→ **Extracted entries**
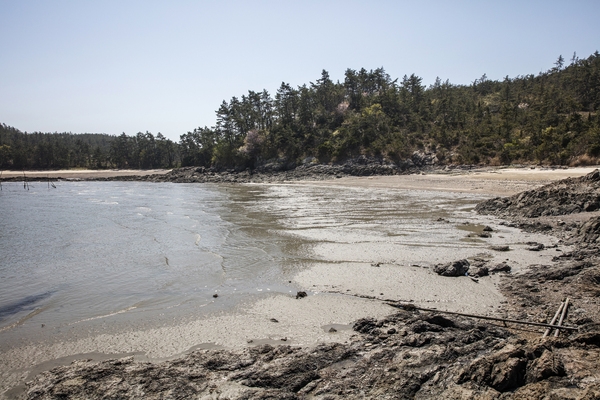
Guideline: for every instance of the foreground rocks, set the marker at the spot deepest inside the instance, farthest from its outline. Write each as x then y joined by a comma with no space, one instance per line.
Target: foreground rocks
568,196
409,354
424,356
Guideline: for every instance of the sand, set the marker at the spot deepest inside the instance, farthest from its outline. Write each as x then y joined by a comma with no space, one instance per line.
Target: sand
490,181
333,289
84,173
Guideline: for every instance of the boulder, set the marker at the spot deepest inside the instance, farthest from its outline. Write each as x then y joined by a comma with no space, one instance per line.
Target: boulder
455,268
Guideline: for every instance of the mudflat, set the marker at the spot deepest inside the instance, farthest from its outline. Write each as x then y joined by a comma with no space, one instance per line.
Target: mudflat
387,351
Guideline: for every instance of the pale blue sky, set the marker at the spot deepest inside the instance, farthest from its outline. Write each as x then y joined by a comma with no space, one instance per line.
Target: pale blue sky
165,66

→ **Work to do**
Find the line containing "Guideline: for every instance of the sand, set". Reproduce it exactly, along with every line after it through the last.

→ **Solution to the exercise**
Guideline: for every instance of the sand, set the marker at the spot deepest inside the instance, farthest from its outline. Write each as x then y joined by a comma with no space, one instance per line.
Target: sand
490,181
333,289
84,173
Guideline: for every instance of the boulder, set the marker at the spot deepest inside the instance, farthest from its outline. Write each as x then y joined by a comma with no space, one instance per line.
Target: boulder
455,268
Guideline: for every instance of the mudflat, set the marker at the spot deepest inside the instance, farthest from its outline. Write each as x then y joined by a comma with no space, one instance per line.
Target: mudflat
387,351
Guideline: for every instance of the pale blue sky, set the marker at the spot deepest inside the instance, farthest from its outline. Write each as x then y joined by a comma with no space, one instance per line.
Target: pale blue sky
165,66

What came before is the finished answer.